Rewrite the part that opens at the start of the lines and closes with the line containing "positive clicks: (151, 105)", swapping "clicks" for "taps" and changing nothing else. Leave the pictures out.

=== Begin Enclosure ===

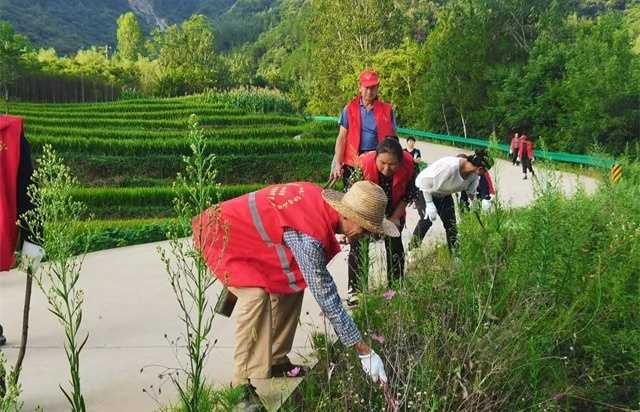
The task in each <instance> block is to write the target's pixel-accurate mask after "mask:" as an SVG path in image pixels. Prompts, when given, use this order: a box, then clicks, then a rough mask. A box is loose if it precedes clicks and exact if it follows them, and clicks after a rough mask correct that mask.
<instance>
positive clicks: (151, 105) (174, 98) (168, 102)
mask: <svg viewBox="0 0 640 412" xmlns="http://www.w3.org/2000/svg"><path fill="white" fill-rule="evenodd" d="M10 104H11V106H13V107H42V108H55V109H61V110H63V109H69V108H101V107H132V106H166V105H176V104H183V105H195V104H201V105H202V104H203V103H202V100H198V99H194V98H188V97H172V98H166V99H162V98H149V99H132V100H114V101H112V102H95V103H28V102H11V103H10ZM207 105H208V106H217V107H222V106H223V105H222V104H219V103H215V102H212V103H209V104H207Z"/></svg>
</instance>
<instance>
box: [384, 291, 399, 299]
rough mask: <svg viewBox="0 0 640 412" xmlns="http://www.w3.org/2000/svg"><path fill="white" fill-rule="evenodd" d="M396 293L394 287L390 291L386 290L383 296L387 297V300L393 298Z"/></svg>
mask: <svg viewBox="0 0 640 412" xmlns="http://www.w3.org/2000/svg"><path fill="white" fill-rule="evenodd" d="M395 295H396V291H395V290H393V289H389V290H388V291H386V292H384V293H383V294H382V296H383V297H384V298H385V299H386V300H391V299H392V298H393V297H394V296H395Z"/></svg>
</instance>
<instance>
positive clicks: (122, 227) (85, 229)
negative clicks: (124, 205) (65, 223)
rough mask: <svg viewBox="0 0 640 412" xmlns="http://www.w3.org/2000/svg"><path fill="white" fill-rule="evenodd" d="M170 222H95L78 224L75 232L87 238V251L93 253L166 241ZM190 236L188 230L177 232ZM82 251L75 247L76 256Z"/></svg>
mask: <svg viewBox="0 0 640 412" xmlns="http://www.w3.org/2000/svg"><path fill="white" fill-rule="evenodd" d="M171 222H172V221H171V219H132V220H95V221H90V222H81V223H79V224H78V227H77V230H78V234H79V235H84V236H86V238H87V241H88V250H87V251H88V252H94V251H98V250H105V249H112V248H116V247H122V246H131V245H138V244H143V243H151V242H158V241H162V240H166V239H167V232H168V230H169V228H170V226H171V227H175V225H171ZM190 234H191V233H190V231H189V230H188V229H182V230H179V231H178V235H179V236H184V237H186V236H189V235H190ZM78 238H80V236H78ZM84 251H85V250H84V249H83V248H81V247H80V245H79V244H78V245H76V254H81V253H83V252H84Z"/></svg>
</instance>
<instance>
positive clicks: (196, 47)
mask: <svg viewBox="0 0 640 412" xmlns="http://www.w3.org/2000/svg"><path fill="white" fill-rule="evenodd" d="M154 40H155V47H156V49H157V50H158V52H157V53H158V61H159V63H160V66H161V67H162V75H161V79H160V81H159V87H160V88H161V89H162V90H163V91H162V94H163V95H177V94H183V93H194V92H199V91H202V90H203V89H205V88H206V87H213V86H216V85H217V82H218V76H217V73H218V72H219V70H220V65H221V62H220V60H219V59H218V57H217V56H216V55H215V53H214V40H215V39H214V34H213V27H212V25H211V22H210V21H209V19H208V18H207V17H206V16H203V15H199V14H196V15H193V16H191V18H189V19H188V20H186V21H184V22H183V23H182V24H181V25H180V26H177V25H172V26H169V27H168V28H167V29H166V30H165V31H163V32H161V31H156V32H155V33H154Z"/></svg>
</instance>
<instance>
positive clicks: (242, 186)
mask: <svg viewBox="0 0 640 412" xmlns="http://www.w3.org/2000/svg"><path fill="white" fill-rule="evenodd" d="M261 187H264V185H259V184H253V185H229V186H221V187H220V190H219V193H220V198H221V200H226V199H231V198H234V197H237V196H240V195H243V194H245V193H248V192H251V191H253V190H257V189H259V188H261ZM72 196H73V198H74V200H77V201H80V202H82V203H84V204H85V205H87V207H89V208H91V207H110V206H113V205H128V206H164V205H171V202H172V200H173V198H174V197H175V192H174V190H173V188H172V187H136V188H111V187H109V188H104V187H100V188H76V189H74V190H73V191H72Z"/></svg>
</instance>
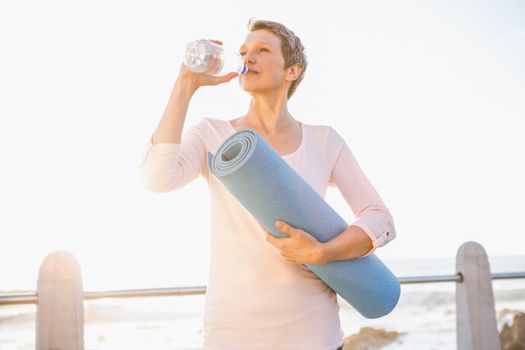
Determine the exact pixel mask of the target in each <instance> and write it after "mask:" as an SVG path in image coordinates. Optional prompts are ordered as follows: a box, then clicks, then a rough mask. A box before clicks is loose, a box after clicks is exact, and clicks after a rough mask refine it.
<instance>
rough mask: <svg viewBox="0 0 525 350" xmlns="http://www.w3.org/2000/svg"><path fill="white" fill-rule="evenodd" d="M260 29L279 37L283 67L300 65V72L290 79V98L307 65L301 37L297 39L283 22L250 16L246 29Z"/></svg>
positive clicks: (249, 30)
mask: <svg viewBox="0 0 525 350" xmlns="http://www.w3.org/2000/svg"><path fill="white" fill-rule="evenodd" d="M260 29H264V30H267V31H269V32H271V33H273V34H275V35H276V36H277V37H279V39H281V51H282V54H283V57H284V68H288V67H291V66H293V65H294V64H299V65H300V66H301V73H300V74H299V76H298V77H297V79H295V80H294V81H292V84H291V85H290V87H289V88H288V98H290V97H292V95H293V93H294V92H295V90H296V89H297V86H299V84H300V83H301V81H302V80H303V77H304V72H305V71H306V66H307V65H308V60H307V58H306V54H305V50H304V46H303V44H302V43H301V39H299V37H298V36H297V35H295V33H294V32H292V31H291V30H290V29H288V28H287V27H286V26H285V25H284V24H281V23H278V22H273V21H266V20H259V19H254V18H250V20H249V22H248V30H249V31H250V32H253V31H256V30H260Z"/></svg>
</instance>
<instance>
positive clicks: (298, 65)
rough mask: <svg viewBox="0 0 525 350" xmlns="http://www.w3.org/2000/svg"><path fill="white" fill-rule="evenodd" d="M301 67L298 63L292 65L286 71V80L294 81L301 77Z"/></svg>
mask: <svg viewBox="0 0 525 350" xmlns="http://www.w3.org/2000/svg"><path fill="white" fill-rule="evenodd" d="M302 70H303V69H302V67H301V65H300V64H299V63H296V64H293V65H291V66H290V67H288V68H287V69H286V80H287V81H294V80H296V79H297V78H299V75H301V72H302Z"/></svg>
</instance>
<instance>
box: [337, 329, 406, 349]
mask: <svg viewBox="0 0 525 350" xmlns="http://www.w3.org/2000/svg"><path fill="white" fill-rule="evenodd" d="M402 334H403V333H399V332H395V331H386V330H384V329H377V328H371V327H363V328H361V329H360V330H359V333H357V334H352V335H350V336H348V337H346V338H345V339H344V343H343V350H373V349H379V348H380V347H382V346H385V345H386V344H389V343H391V342H393V341H394V340H396V339H397V338H399V336H400V335H402Z"/></svg>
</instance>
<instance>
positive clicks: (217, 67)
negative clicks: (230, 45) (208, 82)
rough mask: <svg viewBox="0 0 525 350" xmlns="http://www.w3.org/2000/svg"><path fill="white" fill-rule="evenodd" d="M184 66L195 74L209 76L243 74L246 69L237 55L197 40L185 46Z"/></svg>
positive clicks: (200, 40)
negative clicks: (208, 74) (226, 74)
mask: <svg viewBox="0 0 525 350" xmlns="http://www.w3.org/2000/svg"><path fill="white" fill-rule="evenodd" d="M184 65H185V66H186V67H188V68H189V69H191V70H192V71H194V72H197V73H206V74H209V75H219V74H221V75H222V74H227V73H230V72H236V73H239V74H245V73H246V72H247V71H248V67H247V66H246V64H244V61H243V59H242V57H241V55H239V54H238V53H236V52H234V51H227V50H225V49H224V47H222V45H219V44H215V43H214V42H212V41H210V40H207V39H199V40H195V41H192V42H190V43H188V44H186V53H185V55H184Z"/></svg>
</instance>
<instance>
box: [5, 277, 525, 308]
mask: <svg viewBox="0 0 525 350" xmlns="http://www.w3.org/2000/svg"><path fill="white" fill-rule="evenodd" d="M491 277H492V280H503V279H520V278H525V271H523V272H498V273H492V274H491ZM398 279H399V283H401V284H418V283H441V282H456V283H462V282H463V275H462V274H461V273H456V274H454V275H435V276H407V277H399V278H398ZM198 294H206V287H205V286H196V287H172V288H147V289H122V290H110V291H96V292H87V291H86V292H84V300H92V299H103V298H144V297H167V296H182V295H198ZM37 301H38V295H37V293H36V292H32V293H29V294H26V293H16V294H15V293H13V294H0V305H20V304H36V303H37Z"/></svg>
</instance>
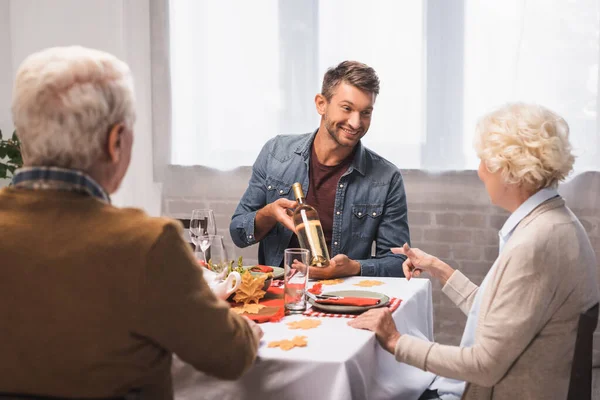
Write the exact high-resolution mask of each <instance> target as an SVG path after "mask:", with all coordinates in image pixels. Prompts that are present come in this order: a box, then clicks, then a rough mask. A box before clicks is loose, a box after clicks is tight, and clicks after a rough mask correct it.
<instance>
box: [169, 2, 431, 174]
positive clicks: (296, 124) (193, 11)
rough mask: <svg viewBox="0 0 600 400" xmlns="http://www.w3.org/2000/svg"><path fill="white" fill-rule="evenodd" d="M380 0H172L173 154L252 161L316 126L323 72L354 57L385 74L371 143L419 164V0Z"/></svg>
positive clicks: (172, 158)
mask: <svg viewBox="0 0 600 400" xmlns="http://www.w3.org/2000/svg"><path fill="white" fill-rule="evenodd" d="M375 4H376V6H373V5H371V3H368V4H367V3H366V2H364V1H362V0H351V1H348V0H327V1H276V0H262V1H258V2H248V1H246V0H219V1H216V0H215V1H197V0H174V1H171V3H170V18H171V32H170V33H171V57H172V58H171V79H172V82H171V84H172V99H173V101H172V116H173V117H172V121H173V122H172V138H173V139H172V154H171V161H172V163H174V164H181V165H197V164H200V165H206V166H210V167H214V168H220V169H231V168H234V167H237V166H241V165H252V163H253V162H254V160H255V159H256V156H257V155H258V152H259V151H260V149H261V148H262V146H263V145H264V143H265V142H266V141H267V140H268V139H270V138H272V137H273V136H275V135H277V134H282V133H286V134H290V133H305V132H310V131H313V130H314V129H316V128H317V127H318V124H319V118H318V114H317V112H316V110H315V106H314V96H315V94H317V93H318V92H319V91H320V85H321V81H322V78H323V74H324V73H325V71H326V70H327V68H329V67H331V66H333V65H336V64H338V63H339V62H341V61H343V60H345V59H354V60H359V61H361V62H365V63H367V64H368V65H370V66H372V67H373V68H375V70H376V71H377V72H378V74H379V77H380V79H381V81H382V86H381V93H380V96H379V98H378V99H377V102H376V108H375V111H374V115H373V123H372V125H371V128H370V129H369V132H368V133H367V135H366V136H365V143H366V145H367V146H369V147H371V148H372V149H373V150H375V151H377V152H379V153H380V154H381V155H383V156H385V157H388V158H389V159H396V161H402V162H403V164H402V165H403V166H407V167H409V168H418V167H419V166H420V163H419V149H420V146H421V141H422V139H423V137H422V136H423V135H422V131H423V129H422V99H423V90H422V86H423V85H422V78H423V75H422V71H423V65H422V64H423V62H422V60H423V56H422V54H423V48H422V47H423V45H422V43H423V40H422V39H423V38H422V36H423V24H422V21H423V15H422V5H421V4H420V3H419V2H397V1H395V0H385V1H379V2H377V3H375ZM400 148H403V149H405V150H406V152H405V153H404V155H403V156H402V157H399V151H397V149H400Z"/></svg>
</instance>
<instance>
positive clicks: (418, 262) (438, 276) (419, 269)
mask: <svg viewBox="0 0 600 400" xmlns="http://www.w3.org/2000/svg"><path fill="white" fill-rule="evenodd" d="M391 250H392V253H394V254H402V255H405V256H406V261H404V263H403V264H402V269H403V270H404V276H405V277H406V279H407V280H410V278H412V277H413V276H415V277H419V276H420V275H421V272H427V273H428V274H429V275H431V276H433V277H434V278H437V279H439V280H440V281H441V283H442V285H445V284H446V281H447V280H448V279H449V278H450V276H451V275H452V273H454V269H453V268H452V267H450V266H449V265H448V264H446V263H445V262H443V261H442V260H440V259H439V258H437V257H435V256H432V255H430V254H427V253H425V252H424V251H423V250H421V249H417V248H416V247H415V248H411V247H410V246H409V245H408V243H404V246H402V247H393V248H392V249H391Z"/></svg>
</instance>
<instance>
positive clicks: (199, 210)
mask: <svg viewBox="0 0 600 400" xmlns="http://www.w3.org/2000/svg"><path fill="white" fill-rule="evenodd" d="M216 234H217V225H216V223H215V215H214V213H213V210H210V209H197V210H193V211H192V218H191V219H190V239H191V240H192V243H194V246H196V251H197V250H198V247H199V246H200V247H201V245H200V243H199V242H198V238H199V237H200V236H206V235H216ZM207 248H208V246H206V245H205V248H204V249H202V254H204V253H205V252H206V249H207ZM209 258H210V256H209ZM204 261H207V260H206V259H205V260H204Z"/></svg>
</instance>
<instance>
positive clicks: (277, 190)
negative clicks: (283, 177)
mask: <svg viewBox="0 0 600 400" xmlns="http://www.w3.org/2000/svg"><path fill="white" fill-rule="evenodd" d="M265 189H266V190H267V203H272V202H274V201H275V200H277V199H280V198H286V199H287V198H289V195H290V193H291V191H292V184H291V183H285V182H282V181H281V180H279V179H276V178H273V177H270V176H267V179H266V180H265Z"/></svg>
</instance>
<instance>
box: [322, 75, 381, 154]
mask: <svg viewBox="0 0 600 400" xmlns="http://www.w3.org/2000/svg"><path fill="white" fill-rule="evenodd" d="M322 100H324V101H325V102H326V103H325V104H324V107H322V109H321V110H322V111H320V112H319V114H321V116H322V117H323V122H324V125H325V128H326V129H327V132H329V135H331V137H332V138H333V140H335V141H336V142H337V143H338V144H339V145H340V146H344V147H354V146H356V144H357V143H358V141H359V140H360V139H361V138H362V137H363V136H364V135H365V134H366V133H367V131H368V130H369V126H370V125H371V116H372V114H373V105H374V104H375V94H374V93H368V92H365V91H362V90H360V89H358V88H357V87H355V86H352V85H350V84H347V83H345V82H343V81H342V82H340V83H339V84H338V85H337V87H336V88H335V91H334V93H333V96H331V100H330V101H328V102H327V101H326V100H325V99H324V98H323V99H322ZM317 108H318V107H317Z"/></svg>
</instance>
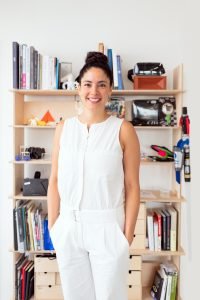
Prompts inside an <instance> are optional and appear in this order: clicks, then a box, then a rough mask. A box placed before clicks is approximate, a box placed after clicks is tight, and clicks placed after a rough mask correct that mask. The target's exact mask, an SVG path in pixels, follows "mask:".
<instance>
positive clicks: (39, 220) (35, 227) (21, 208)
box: [13, 200, 54, 253]
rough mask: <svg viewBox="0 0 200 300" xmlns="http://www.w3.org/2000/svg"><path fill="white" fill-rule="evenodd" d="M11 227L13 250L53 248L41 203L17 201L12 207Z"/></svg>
mask: <svg viewBox="0 0 200 300" xmlns="http://www.w3.org/2000/svg"><path fill="white" fill-rule="evenodd" d="M13 229H14V248H15V251H19V252H21V253H22V252H25V251H40V250H54V248H53V245H52V243H51V239H50V236H49V231H48V219H47V215H45V214H43V210H42V206H41V204H39V205H35V203H33V202H32V201H30V200H29V201H19V203H17V207H16V208H14V209H13Z"/></svg>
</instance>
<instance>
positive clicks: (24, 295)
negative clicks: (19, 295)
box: [21, 260, 31, 300]
mask: <svg viewBox="0 0 200 300" xmlns="http://www.w3.org/2000/svg"><path fill="white" fill-rule="evenodd" d="M30 263H31V261H30V260H28V261H27V262H26V263H25V265H24V266H23V267H22V269H21V295H22V298H21V299H22V300H25V290H26V269H27V266H28V265H29V264H30Z"/></svg>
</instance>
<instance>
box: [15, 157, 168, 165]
mask: <svg viewBox="0 0 200 300" xmlns="http://www.w3.org/2000/svg"><path fill="white" fill-rule="evenodd" d="M11 163H13V164H17V165H20V164H21V165H22V164H24V165H26V164H29V165H51V160H48V159H46V160H45V159H31V160H29V161H24V160H20V161H11ZM173 163H174V162H173V161H172V162H169V161H167V162H164V161H163V162H160V161H147V160H141V164H142V165H143V164H144V165H146V164H150V165H151V164H154V165H169V166H171V165H173Z"/></svg>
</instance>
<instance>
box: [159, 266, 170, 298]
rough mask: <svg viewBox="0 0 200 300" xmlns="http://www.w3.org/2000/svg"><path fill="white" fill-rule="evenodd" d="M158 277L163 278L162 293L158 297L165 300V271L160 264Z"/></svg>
mask: <svg viewBox="0 0 200 300" xmlns="http://www.w3.org/2000/svg"><path fill="white" fill-rule="evenodd" d="M160 275H161V276H162V278H163V285H162V291H161V295H160V300H165V296H166V291H167V280H168V277H167V272H166V270H165V266H164V265H163V264H160Z"/></svg>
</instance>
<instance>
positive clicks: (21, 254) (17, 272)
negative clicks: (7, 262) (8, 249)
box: [15, 253, 25, 299]
mask: <svg viewBox="0 0 200 300" xmlns="http://www.w3.org/2000/svg"><path fill="white" fill-rule="evenodd" d="M24 259H25V255H24V253H23V254H20V256H19V257H18V259H17V261H16V262H15V299H18V267H19V266H20V265H21V264H22V262H23V261H24Z"/></svg>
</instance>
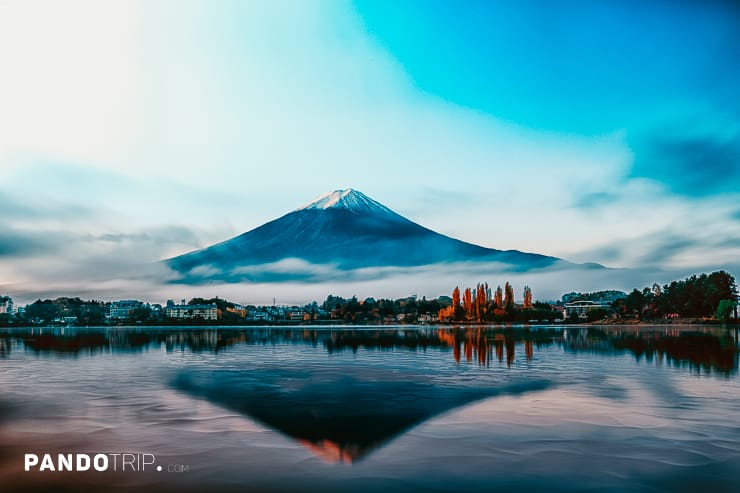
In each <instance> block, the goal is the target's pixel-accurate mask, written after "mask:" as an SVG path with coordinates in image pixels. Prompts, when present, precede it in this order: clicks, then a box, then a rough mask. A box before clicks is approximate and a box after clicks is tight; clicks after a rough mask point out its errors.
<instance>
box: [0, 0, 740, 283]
mask: <svg viewBox="0 0 740 493" xmlns="http://www.w3.org/2000/svg"><path fill="white" fill-rule="evenodd" d="M0 59H2V60H3V77H2V78H0V107H2V108H3V109H4V110H3V111H2V112H0V135H1V136H2V137H0V170H2V173H1V174H2V178H0V210H2V214H1V215H0V228H1V229H0V231H2V234H1V235H0V291H3V290H5V291H8V292H18V293H33V292H35V290H37V289H39V286H43V287H44V289H47V290H64V289H73V288H75V284H74V283H73V282H72V281H71V279H72V277H75V276H77V277H80V278H85V276H86V274H85V273H87V272H88V271H90V272H91V273H90V276H88V277H89V278H90V279H96V280H98V281H101V280H105V283H106V286H109V289H110V292H111V293H112V292H115V291H116V289H118V290H119V291H121V292H124V291H126V290H127V289H129V290H132V289H134V286H138V285H136V284H131V283H126V282H123V281H120V282H118V281H113V279H117V278H118V277H120V276H121V274H122V272H123V273H125V272H130V271H131V270H132V269H133V266H135V265H138V264H139V263H141V262H145V263H146V262H149V263H151V262H155V261H156V260H158V259H161V258H165V257H168V256H171V255H175V254H178V253H182V252H185V251H189V250H191V249H193V248H196V247H200V246H205V245H207V244H210V243H213V242H216V241H220V240H223V239H225V238H227V237H229V236H233V235H235V234H238V233H240V232H243V231H246V230H248V229H251V228H253V227H256V226H258V225H260V224H262V223H264V222H266V221H268V220H270V219H273V218H275V217H278V216H280V215H282V214H284V213H285V212H288V211H289V210H291V209H293V208H295V207H297V206H298V205H300V204H302V203H305V202H307V201H308V200H310V199H311V198H312V197H314V196H316V195H319V194H321V193H323V192H325V191H327V190H332V189H339V188H347V187H354V188H357V189H359V190H361V191H363V192H364V193H366V194H367V195H370V196H371V197H373V198H375V199H377V200H379V201H381V202H383V203H384V204H386V205H387V206H389V207H391V208H392V209H394V210H396V211H398V212H400V213H402V214H404V215H406V216H407V217H409V218H411V219H412V220H415V221H417V222H419V223H421V224H424V225H425V226H428V227H430V228H432V229H435V230H437V231H439V232H442V233H445V234H449V235H452V236H455V237H457V238H460V239H464V240H467V241H471V242H475V243H479V244H482V245H486V246H490V247H494V248H500V249H510V248H514V249H519V250H523V251H530V252H538V253H544V254H549V255H555V256H560V257H563V258H566V259H569V260H573V261H578V262H585V261H595V262H600V263H603V264H605V265H609V266H614V267H631V268H644V267H651V268H655V267H657V268H662V269H666V270H669V271H671V272H677V273H678V272H680V273H684V272H685V273H689V272H692V271H694V270H699V269H707V268H716V267H725V268H731V269H732V268H736V266H737V265H738V262H737V258H738V254H740V200H738V197H739V194H738V190H740V91H738V90H737V88H738V87H740V64H738V63H737V60H740V7H738V6H737V4H736V3H735V2H730V1H704V2H699V1H696V2H692V1H680V2H659V1H656V2H650V3H649V4H647V5H646V4H645V3H644V2H624V1H619V2H617V1H614V2H608V1H607V2H575V1H565V2H543V1H541V2H527V1H522V2H493V1H481V2H476V1H470V2H465V3H463V4H460V3H459V2H446V1H423V2H422V1H410V0H409V1H404V2H374V1H355V2H339V1H325V2H287V1H286V2H256V1H255V2H238V1H217V2H196V1H177V2H175V1H156V0H155V1H146V2H144V1H142V2H130V1H127V2H124V1H121V2H106V3H105V4H102V3H100V2H94V1H70V2H64V3H63V4H62V3H59V2H34V1H30V2H29V1H15V0H10V1H6V2H3V3H2V4H0ZM90 266H93V268H92V269H90ZM83 274H85V275H83ZM93 274H94V275H93ZM95 276H97V277H95ZM144 281H145V280H142V281H141V282H142V283H143V282H144ZM137 289H138V288H137ZM431 294H439V293H431Z"/></svg>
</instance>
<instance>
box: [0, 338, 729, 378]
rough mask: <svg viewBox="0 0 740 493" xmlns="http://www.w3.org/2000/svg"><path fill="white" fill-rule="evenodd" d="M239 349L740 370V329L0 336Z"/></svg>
mask: <svg viewBox="0 0 740 493" xmlns="http://www.w3.org/2000/svg"><path fill="white" fill-rule="evenodd" d="M239 344H246V345H279V344H308V345H311V346H316V347H318V346H323V348H324V349H325V350H326V351H327V352H328V353H335V352H339V351H346V350H351V351H353V352H357V351H358V350H359V349H366V350H401V351H403V350H408V351H416V350H426V349H430V348H436V349H439V350H447V349H450V348H451V349H452V356H453V358H454V359H455V361H456V362H457V363H461V362H462V357H463V355H464V356H465V362H466V363H473V362H474V361H475V362H477V364H478V365H480V366H490V365H491V362H492V361H493V358H494V353H495V358H496V360H498V361H499V362H503V361H504V358H505V361H506V364H507V366H511V365H512V364H514V362H515V361H516V351H517V346H521V349H523V353H524V358H525V361H530V360H532V359H533V358H534V355H535V348H541V347H544V346H550V345H553V344H558V345H562V347H563V348H564V349H565V350H566V351H572V352H591V353H599V354H616V353H621V352H625V351H627V352H630V353H632V354H634V355H635V357H636V358H637V359H638V360H639V359H642V358H645V359H646V360H655V361H658V362H660V361H662V360H666V361H667V362H668V363H676V364H681V363H686V364H688V365H689V366H691V367H692V368H703V369H706V370H714V371H719V372H722V373H734V372H736V371H737V369H738V329H737V328H730V329H727V328H717V327H700V328H696V329H694V328H690V327H689V328H681V329H676V328H672V327H648V328H645V327H640V328H632V327H617V326H613V327H584V326H580V327H578V326H577V327H558V328H553V327H532V328H529V327H516V328H511V327H508V328H504V327H490V326H465V327H463V326H461V327H454V328H421V329H416V328H410V329H407V328H394V329H374V328H364V327H363V328H331V329H328V328H280V327H262V328H249V329H234V328H213V329H203V328H193V329H181V328H178V329H172V328H125V327H115V328H70V327H64V328H60V327H57V328H23V329H4V330H2V331H0V357H4V356H7V355H8V354H10V352H11V350H14V349H19V348H23V349H25V350H30V351H33V352H37V353H45V352H53V353H60V354H69V355H81V354H90V355H94V354H98V353H106V352H137V351H144V350H147V349H149V348H154V347H160V346H162V345H164V347H165V349H166V350H167V351H186V350H188V351H193V352H213V353H218V352H220V351H223V350H226V349H228V348H230V347H233V346H235V345H239Z"/></svg>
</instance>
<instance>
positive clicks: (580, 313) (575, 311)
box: [565, 300, 611, 317]
mask: <svg viewBox="0 0 740 493" xmlns="http://www.w3.org/2000/svg"><path fill="white" fill-rule="evenodd" d="M597 308H603V309H604V310H610V309H611V305H610V304H609V303H607V302H605V301H587V300H584V301H573V302H571V303H566V304H565V312H566V314H567V316H569V317H570V316H571V315H572V314H574V313H575V314H576V315H581V314H586V313H588V311H589V310H595V309H597Z"/></svg>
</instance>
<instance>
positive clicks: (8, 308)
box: [0, 296, 13, 315]
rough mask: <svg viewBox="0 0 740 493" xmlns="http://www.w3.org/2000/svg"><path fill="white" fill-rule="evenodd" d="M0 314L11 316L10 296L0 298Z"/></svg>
mask: <svg viewBox="0 0 740 493" xmlns="http://www.w3.org/2000/svg"><path fill="white" fill-rule="evenodd" d="M0 313H7V314H9V315H12V314H13V299H12V298H11V297H10V296H0Z"/></svg>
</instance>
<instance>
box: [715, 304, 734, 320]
mask: <svg viewBox="0 0 740 493" xmlns="http://www.w3.org/2000/svg"><path fill="white" fill-rule="evenodd" d="M734 308H735V302H734V301H732V300H720V301H719V303H718V304H717V311H716V313H715V315H714V316H715V317H716V318H717V320H722V321H724V322H727V321H728V320H729V319H730V316H731V315H732V311H733V309H734Z"/></svg>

=== End Enclosure ===

**RESPONSE TO THIS EXERCISE**
The task in each <instance> block is to write the target's pixel-accurate mask after "mask:" as an SVG path in image pixels. Prompts, when given, use this order: a box, then taps, then a rough mask. A box is loose if it precedes taps and exact if it follows them, and taps after a rough mask correct that mask.
<instance>
positive taps: (151, 105) (174, 98) (168, 102)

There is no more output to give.